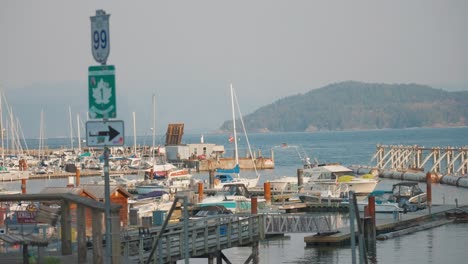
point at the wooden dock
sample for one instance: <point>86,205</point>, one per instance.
<point>385,223</point>
<point>206,237</point>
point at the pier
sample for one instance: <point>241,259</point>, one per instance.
<point>441,160</point>
<point>388,223</point>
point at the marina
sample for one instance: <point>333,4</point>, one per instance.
<point>285,201</point>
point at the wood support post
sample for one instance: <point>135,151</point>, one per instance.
<point>300,179</point>
<point>267,191</point>
<point>97,237</point>
<point>254,205</point>
<point>211,178</point>
<point>115,234</point>
<point>65,223</point>
<point>81,236</point>
<point>77,180</point>
<point>200,191</point>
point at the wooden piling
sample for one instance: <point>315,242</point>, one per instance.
<point>371,208</point>
<point>81,235</point>
<point>300,178</point>
<point>429,191</point>
<point>211,180</point>
<point>254,205</point>
<point>200,191</point>
<point>267,192</point>
<point>77,181</point>
<point>23,186</point>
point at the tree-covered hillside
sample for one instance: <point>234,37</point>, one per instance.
<point>356,105</point>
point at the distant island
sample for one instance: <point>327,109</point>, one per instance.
<point>356,106</point>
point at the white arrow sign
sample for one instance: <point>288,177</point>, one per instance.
<point>105,133</point>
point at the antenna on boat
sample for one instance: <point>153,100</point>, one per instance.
<point>236,155</point>
<point>245,132</point>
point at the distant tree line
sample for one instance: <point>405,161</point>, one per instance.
<point>356,105</point>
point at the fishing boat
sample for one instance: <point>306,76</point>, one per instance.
<point>233,196</point>
<point>146,187</point>
<point>384,202</point>
<point>333,174</point>
<point>234,173</point>
<point>319,193</point>
<point>409,194</point>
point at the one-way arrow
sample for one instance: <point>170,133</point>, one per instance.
<point>112,133</point>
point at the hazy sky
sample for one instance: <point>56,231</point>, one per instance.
<point>267,49</point>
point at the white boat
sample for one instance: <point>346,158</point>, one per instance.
<point>333,174</point>
<point>233,196</point>
<point>248,182</point>
<point>118,179</point>
<point>384,202</point>
<point>318,193</point>
<point>150,186</point>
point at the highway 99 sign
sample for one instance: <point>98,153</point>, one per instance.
<point>100,44</point>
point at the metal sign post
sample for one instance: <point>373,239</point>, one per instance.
<point>102,105</point>
<point>107,205</point>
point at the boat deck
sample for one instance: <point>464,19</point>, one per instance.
<point>386,223</point>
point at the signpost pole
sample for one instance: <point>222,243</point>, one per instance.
<point>107,205</point>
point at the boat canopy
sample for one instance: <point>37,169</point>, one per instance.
<point>236,169</point>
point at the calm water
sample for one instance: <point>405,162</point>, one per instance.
<point>445,244</point>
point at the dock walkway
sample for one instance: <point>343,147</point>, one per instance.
<point>386,223</point>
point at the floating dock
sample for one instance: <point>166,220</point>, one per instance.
<point>387,223</point>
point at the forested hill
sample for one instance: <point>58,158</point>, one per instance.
<point>355,105</point>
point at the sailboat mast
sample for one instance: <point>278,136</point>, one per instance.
<point>78,131</point>
<point>71,127</point>
<point>41,134</point>
<point>154,128</point>
<point>236,155</point>
<point>1,128</point>
<point>134,133</point>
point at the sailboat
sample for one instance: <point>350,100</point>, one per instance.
<point>224,176</point>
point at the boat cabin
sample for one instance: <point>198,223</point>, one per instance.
<point>406,190</point>
<point>235,189</point>
<point>224,178</point>
<point>326,172</point>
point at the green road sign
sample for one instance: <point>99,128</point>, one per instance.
<point>101,83</point>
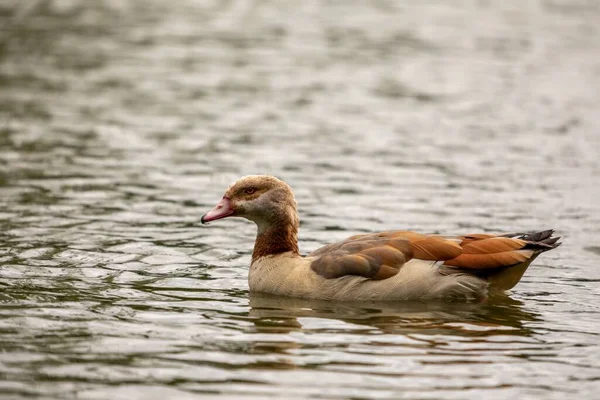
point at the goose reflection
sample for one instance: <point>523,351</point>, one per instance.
<point>499,315</point>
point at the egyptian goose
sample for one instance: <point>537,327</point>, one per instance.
<point>392,265</point>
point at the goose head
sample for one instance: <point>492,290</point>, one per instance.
<point>263,199</point>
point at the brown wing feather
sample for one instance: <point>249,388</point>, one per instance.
<point>380,255</point>
<point>482,251</point>
<point>375,258</point>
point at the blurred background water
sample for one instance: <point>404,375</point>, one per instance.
<point>122,122</point>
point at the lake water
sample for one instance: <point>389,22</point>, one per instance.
<point>121,123</point>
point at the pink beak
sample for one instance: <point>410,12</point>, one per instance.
<point>221,210</point>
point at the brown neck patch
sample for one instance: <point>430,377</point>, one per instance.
<point>281,237</point>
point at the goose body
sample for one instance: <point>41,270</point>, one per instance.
<point>392,265</point>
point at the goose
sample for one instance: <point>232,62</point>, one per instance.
<point>381,266</point>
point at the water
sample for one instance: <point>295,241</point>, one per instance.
<point>121,123</point>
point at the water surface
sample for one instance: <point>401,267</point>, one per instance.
<point>121,123</point>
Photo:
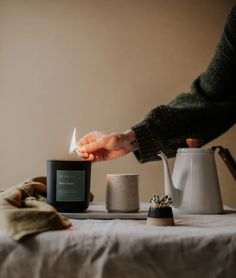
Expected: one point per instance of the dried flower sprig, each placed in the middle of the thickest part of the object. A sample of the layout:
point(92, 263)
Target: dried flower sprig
point(160, 201)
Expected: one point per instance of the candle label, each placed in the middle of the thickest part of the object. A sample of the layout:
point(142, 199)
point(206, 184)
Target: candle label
point(70, 186)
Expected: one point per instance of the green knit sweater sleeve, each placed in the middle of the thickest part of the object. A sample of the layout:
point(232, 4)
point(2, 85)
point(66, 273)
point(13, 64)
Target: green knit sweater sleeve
point(207, 111)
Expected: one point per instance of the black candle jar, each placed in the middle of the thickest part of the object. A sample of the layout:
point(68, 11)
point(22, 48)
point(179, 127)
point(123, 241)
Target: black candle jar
point(68, 184)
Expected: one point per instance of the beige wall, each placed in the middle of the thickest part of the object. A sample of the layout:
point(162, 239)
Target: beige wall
point(98, 65)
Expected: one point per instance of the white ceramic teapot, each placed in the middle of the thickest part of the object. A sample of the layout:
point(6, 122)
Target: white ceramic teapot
point(195, 186)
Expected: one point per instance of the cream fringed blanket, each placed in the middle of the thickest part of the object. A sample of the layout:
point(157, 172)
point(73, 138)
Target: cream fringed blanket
point(24, 211)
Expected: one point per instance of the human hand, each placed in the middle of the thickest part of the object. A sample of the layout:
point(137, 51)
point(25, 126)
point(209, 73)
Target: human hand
point(98, 146)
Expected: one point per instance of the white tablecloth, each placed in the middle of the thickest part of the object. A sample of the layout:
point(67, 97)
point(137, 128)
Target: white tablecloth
point(198, 246)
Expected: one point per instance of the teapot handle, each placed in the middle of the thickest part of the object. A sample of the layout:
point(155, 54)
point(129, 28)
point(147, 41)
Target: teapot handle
point(227, 158)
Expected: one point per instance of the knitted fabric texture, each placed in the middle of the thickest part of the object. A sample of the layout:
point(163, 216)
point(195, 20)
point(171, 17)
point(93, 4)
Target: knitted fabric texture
point(206, 112)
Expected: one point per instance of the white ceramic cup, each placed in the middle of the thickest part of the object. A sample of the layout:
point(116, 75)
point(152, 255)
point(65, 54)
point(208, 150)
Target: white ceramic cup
point(122, 193)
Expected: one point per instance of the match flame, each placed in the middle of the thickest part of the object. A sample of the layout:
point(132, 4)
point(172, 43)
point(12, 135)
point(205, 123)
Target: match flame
point(73, 145)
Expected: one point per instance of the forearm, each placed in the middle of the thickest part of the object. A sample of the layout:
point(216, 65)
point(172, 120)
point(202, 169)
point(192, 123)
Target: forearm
point(204, 113)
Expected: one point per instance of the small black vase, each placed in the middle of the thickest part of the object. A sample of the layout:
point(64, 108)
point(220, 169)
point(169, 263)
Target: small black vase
point(160, 216)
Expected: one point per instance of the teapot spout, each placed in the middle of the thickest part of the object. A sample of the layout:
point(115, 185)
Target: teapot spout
point(170, 189)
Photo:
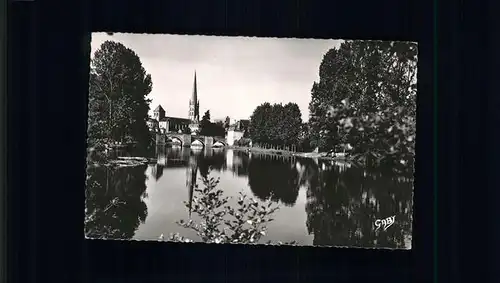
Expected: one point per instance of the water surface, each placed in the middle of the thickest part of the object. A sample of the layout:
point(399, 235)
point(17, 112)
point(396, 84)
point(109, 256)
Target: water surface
point(322, 203)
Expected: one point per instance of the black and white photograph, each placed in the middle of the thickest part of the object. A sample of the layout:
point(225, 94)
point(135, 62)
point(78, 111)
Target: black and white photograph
point(248, 140)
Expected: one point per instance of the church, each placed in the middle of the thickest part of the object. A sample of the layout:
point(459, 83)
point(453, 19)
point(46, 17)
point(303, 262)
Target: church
point(165, 124)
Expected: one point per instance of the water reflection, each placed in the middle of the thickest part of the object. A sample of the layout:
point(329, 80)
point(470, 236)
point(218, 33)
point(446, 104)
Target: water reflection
point(114, 202)
point(339, 203)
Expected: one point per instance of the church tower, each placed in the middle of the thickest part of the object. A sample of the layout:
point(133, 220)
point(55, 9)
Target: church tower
point(194, 104)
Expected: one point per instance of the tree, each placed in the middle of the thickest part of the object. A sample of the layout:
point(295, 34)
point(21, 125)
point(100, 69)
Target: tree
point(275, 124)
point(118, 89)
point(366, 97)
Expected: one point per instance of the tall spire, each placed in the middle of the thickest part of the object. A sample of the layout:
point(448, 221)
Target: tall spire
point(194, 98)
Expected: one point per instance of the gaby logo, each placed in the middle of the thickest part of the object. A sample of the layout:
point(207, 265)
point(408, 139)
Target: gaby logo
point(385, 223)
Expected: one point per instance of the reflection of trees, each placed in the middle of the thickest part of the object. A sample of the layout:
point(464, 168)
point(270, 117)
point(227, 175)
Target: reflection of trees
point(343, 206)
point(241, 160)
point(114, 205)
point(274, 178)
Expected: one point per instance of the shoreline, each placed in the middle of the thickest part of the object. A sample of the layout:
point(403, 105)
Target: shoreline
point(279, 152)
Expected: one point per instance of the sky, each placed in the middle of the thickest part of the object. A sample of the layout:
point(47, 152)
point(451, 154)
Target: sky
point(234, 74)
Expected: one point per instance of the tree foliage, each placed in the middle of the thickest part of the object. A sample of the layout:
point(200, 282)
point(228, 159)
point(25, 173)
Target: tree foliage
point(366, 98)
point(221, 221)
point(118, 89)
point(275, 124)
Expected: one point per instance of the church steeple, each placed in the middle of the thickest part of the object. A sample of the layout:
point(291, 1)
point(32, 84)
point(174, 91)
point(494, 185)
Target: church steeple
point(194, 104)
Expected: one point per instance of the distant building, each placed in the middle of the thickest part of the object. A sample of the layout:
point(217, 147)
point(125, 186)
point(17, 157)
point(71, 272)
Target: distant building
point(194, 109)
point(174, 124)
point(237, 131)
point(153, 125)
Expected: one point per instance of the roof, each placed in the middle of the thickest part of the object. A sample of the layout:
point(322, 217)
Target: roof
point(159, 108)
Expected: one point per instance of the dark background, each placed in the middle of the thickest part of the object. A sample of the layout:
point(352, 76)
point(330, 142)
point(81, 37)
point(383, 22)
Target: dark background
point(48, 52)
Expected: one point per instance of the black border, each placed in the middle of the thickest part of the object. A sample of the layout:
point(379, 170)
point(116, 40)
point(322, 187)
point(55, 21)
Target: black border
point(47, 123)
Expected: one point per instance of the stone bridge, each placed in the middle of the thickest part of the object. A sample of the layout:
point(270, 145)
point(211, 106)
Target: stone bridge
point(186, 140)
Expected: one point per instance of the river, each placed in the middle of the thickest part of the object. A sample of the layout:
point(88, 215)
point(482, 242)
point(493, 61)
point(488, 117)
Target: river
point(321, 203)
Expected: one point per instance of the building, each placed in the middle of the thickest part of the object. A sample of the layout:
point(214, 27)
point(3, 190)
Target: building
point(174, 124)
point(194, 109)
point(236, 131)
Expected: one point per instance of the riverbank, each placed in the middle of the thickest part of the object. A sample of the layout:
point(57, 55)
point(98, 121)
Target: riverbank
point(318, 155)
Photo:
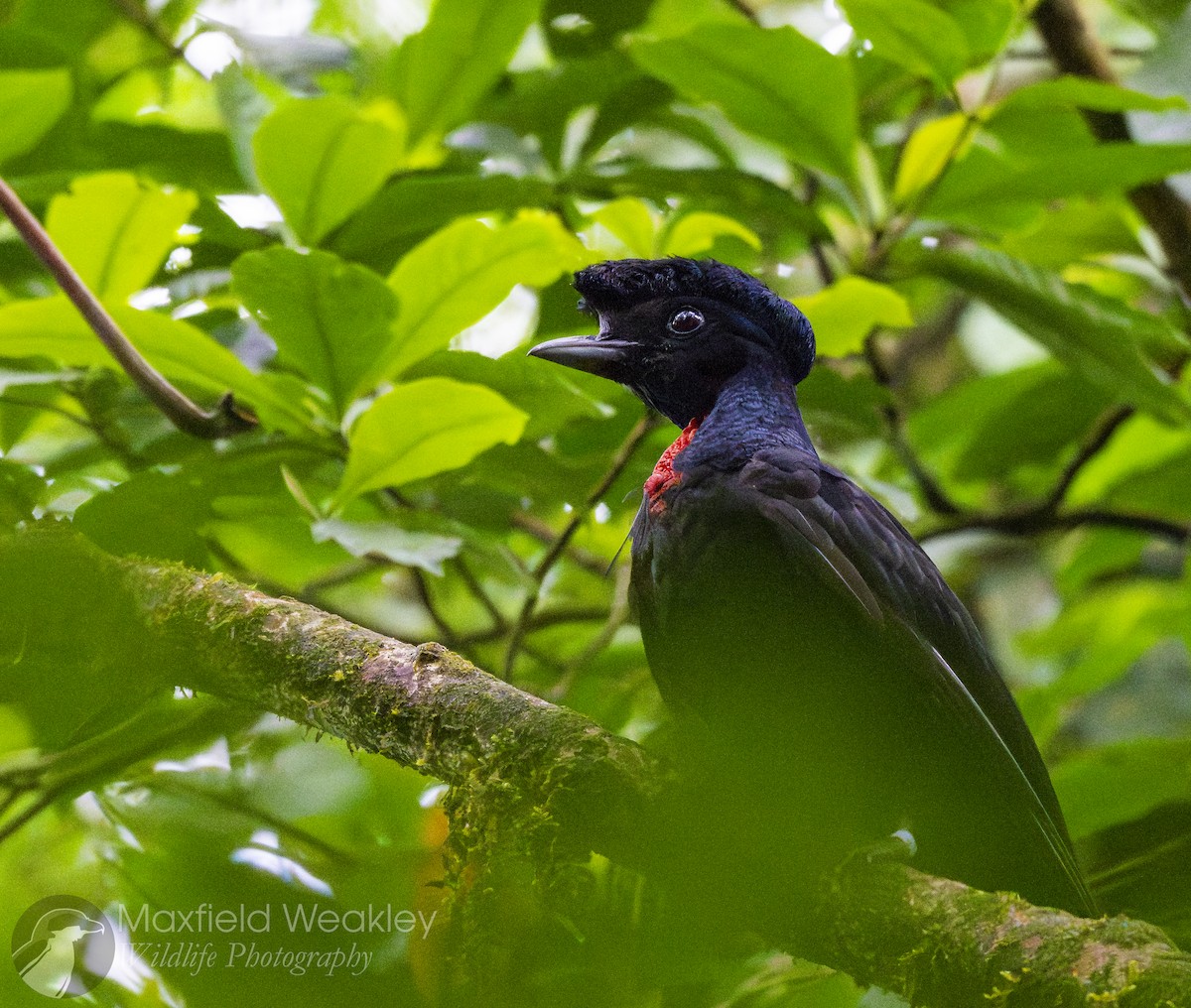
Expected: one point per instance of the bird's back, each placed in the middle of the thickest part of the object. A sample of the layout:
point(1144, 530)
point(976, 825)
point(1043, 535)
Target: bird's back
point(833, 687)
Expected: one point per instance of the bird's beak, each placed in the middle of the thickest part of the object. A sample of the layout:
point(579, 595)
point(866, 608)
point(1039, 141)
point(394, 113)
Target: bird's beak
point(596, 355)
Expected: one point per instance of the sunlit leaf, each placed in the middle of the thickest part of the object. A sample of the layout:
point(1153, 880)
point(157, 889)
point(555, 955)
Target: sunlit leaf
point(930, 148)
point(632, 222)
point(1123, 782)
point(1083, 93)
point(331, 319)
point(912, 34)
point(697, 232)
point(323, 159)
point(447, 66)
point(1107, 168)
point(423, 429)
point(460, 274)
point(846, 312)
point(775, 83)
point(53, 327)
point(117, 231)
point(1091, 333)
point(31, 101)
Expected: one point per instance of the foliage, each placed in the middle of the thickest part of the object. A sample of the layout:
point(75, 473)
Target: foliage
point(358, 230)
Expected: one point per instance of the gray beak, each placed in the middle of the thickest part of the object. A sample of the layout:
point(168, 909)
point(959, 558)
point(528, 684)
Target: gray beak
point(596, 355)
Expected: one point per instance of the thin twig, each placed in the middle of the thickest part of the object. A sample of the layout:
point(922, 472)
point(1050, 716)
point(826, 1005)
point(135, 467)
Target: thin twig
point(445, 628)
point(616, 616)
point(640, 431)
point(545, 533)
point(1031, 521)
point(541, 620)
point(1088, 451)
point(226, 419)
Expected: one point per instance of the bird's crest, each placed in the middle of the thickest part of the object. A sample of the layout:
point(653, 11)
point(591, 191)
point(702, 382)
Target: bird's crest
point(622, 284)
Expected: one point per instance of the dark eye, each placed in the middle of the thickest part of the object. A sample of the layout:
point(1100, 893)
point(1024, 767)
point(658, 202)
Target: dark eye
point(685, 321)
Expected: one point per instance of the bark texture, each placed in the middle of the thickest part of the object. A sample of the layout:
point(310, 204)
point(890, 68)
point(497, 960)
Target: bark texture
point(573, 788)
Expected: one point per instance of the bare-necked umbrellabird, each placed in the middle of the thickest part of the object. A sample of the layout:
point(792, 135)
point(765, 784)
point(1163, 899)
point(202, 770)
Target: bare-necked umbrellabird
point(817, 658)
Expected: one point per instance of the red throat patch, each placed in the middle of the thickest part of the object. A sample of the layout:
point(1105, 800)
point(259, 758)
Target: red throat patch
point(664, 476)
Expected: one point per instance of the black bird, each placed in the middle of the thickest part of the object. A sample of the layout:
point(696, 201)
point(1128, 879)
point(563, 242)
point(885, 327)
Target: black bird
point(825, 674)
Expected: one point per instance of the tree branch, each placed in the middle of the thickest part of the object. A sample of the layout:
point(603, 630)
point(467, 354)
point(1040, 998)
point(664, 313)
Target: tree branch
point(226, 419)
point(537, 576)
point(936, 942)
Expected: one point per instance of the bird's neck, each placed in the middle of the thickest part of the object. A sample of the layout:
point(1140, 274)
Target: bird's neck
point(756, 409)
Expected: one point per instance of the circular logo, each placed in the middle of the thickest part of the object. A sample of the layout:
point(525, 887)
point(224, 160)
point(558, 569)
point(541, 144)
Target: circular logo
point(63, 946)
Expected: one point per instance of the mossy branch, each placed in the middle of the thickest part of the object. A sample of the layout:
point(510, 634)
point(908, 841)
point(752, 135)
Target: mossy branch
point(935, 942)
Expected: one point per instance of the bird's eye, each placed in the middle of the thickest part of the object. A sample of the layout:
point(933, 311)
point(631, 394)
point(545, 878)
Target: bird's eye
point(685, 321)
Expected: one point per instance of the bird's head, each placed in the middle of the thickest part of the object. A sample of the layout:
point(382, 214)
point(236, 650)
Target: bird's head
point(676, 329)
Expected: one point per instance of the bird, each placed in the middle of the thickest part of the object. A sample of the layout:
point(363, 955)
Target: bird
point(51, 960)
point(829, 688)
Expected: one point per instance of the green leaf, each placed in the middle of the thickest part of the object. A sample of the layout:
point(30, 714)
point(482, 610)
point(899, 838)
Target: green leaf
point(928, 151)
point(31, 101)
point(1069, 91)
point(1120, 783)
point(412, 206)
point(846, 312)
point(1105, 168)
point(384, 539)
point(423, 429)
point(1143, 468)
point(331, 319)
point(632, 222)
point(1005, 427)
point(323, 159)
point(53, 327)
point(1094, 334)
point(444, 70)
point(774, 83)
point(116, 231)
point(695, 233)
point(460, 274)
point(912, 34)
point(986, 24)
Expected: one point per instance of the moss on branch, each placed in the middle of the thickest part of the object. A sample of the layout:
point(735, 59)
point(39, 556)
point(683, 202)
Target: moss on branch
point(546, 780)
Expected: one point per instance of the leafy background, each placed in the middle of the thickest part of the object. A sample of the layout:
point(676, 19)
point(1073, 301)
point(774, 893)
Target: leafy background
point(356, 215)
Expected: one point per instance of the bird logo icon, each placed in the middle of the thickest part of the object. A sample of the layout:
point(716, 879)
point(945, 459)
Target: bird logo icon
point(63, 946)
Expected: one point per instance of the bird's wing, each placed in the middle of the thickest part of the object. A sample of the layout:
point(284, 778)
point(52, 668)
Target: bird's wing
point(825, 517)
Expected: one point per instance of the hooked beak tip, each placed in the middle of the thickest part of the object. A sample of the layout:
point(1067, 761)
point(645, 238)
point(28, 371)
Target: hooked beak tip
point(593, 353)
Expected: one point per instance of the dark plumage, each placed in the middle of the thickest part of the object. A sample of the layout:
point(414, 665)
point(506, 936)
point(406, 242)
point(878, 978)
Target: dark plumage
point(831, 686)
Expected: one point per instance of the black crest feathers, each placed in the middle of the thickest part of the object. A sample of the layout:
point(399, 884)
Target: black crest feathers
point(622, 284)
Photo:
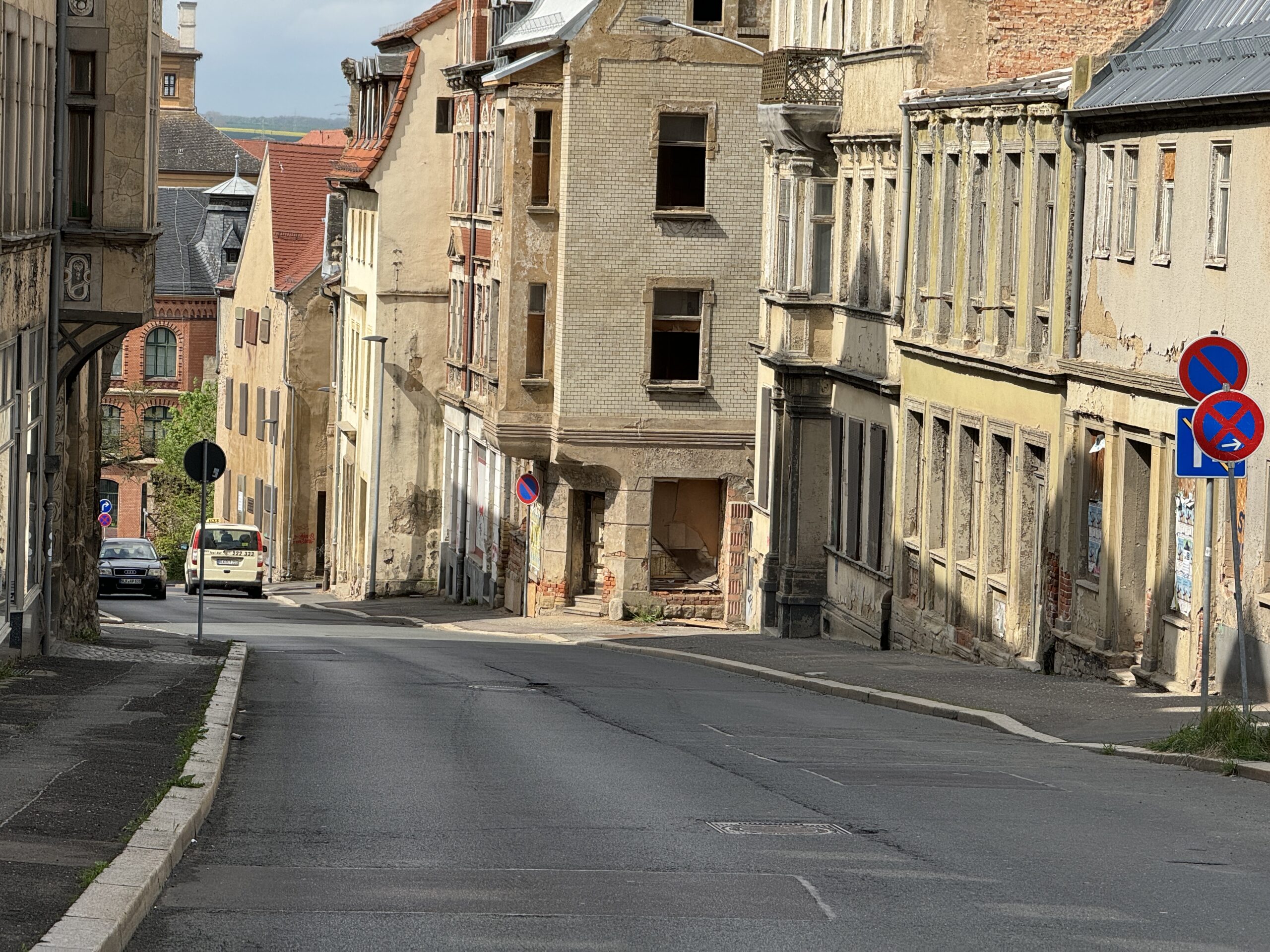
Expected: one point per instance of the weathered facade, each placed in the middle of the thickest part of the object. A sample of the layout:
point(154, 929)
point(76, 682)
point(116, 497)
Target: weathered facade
point(200, 245)
point(273, 353)
point(605, 219)
point(394, 177)
point(1174, 249)
point(88, 259)
point(882, 309)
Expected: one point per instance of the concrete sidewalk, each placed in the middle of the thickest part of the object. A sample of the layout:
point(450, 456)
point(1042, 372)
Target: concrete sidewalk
point(87, 737)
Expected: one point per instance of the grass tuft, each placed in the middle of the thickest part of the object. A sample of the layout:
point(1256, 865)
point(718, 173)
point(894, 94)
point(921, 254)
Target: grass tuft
point(87, 876)
point(1223, 733)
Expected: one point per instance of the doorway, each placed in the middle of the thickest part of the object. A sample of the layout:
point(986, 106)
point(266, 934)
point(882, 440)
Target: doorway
point(592, 542)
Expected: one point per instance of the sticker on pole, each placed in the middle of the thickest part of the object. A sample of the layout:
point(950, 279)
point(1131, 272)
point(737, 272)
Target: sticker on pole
point(1228, 425)
point(1191, 460)
point(527, 489)
point(1210, 363)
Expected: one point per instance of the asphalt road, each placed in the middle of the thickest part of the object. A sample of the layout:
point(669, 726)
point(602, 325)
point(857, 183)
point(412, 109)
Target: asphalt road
point(407, 790)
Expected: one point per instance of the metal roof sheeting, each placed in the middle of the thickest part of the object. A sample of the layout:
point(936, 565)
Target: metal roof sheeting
point(1198, 50)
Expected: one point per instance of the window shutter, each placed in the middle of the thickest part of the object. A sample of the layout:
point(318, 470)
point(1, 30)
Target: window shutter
point(877, 494)
point(836, 481)
point(855, 470)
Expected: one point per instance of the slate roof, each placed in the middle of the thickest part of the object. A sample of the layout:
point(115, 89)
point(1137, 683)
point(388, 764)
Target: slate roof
point(1198, 53)
point(298, 205)
point(548, 21)
point(197, 226)
point(1038, 88)
point(189, 143)
point(169, 44)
· · ·
REQUIRED ACTION:
Please leave out the pictures as you reproduce the lines exactly, from the first line of the entries through the line containing "point at the wooden piling".

ANSWER BOX:
point at the wooden dock
sample for one instance: <point>86,205</point>, one per instance.
<point>385,223</point>
<point>206,237</point>
point at the pier
sample for one instance: <point>241,259</point>, one per instance.
<point>441,160</point>
<point>388,223</point>
point at the marina
sample for one instance: <point>333,4</point>, one per instance.
<point>285,201</point>
point at the wood support post
sample for one instance: <point>135,151</point>, one per instance.
<point>300,179</point>
<point>267,191</point>
<point>97,237</point>
<point>254,205</point>
<point>211,178</point>
<point>115,234</point>
<point>65,223</point>
<point>81,236</point>
<point>77,180</point>
<point>200,191</point>
point at the wooden piling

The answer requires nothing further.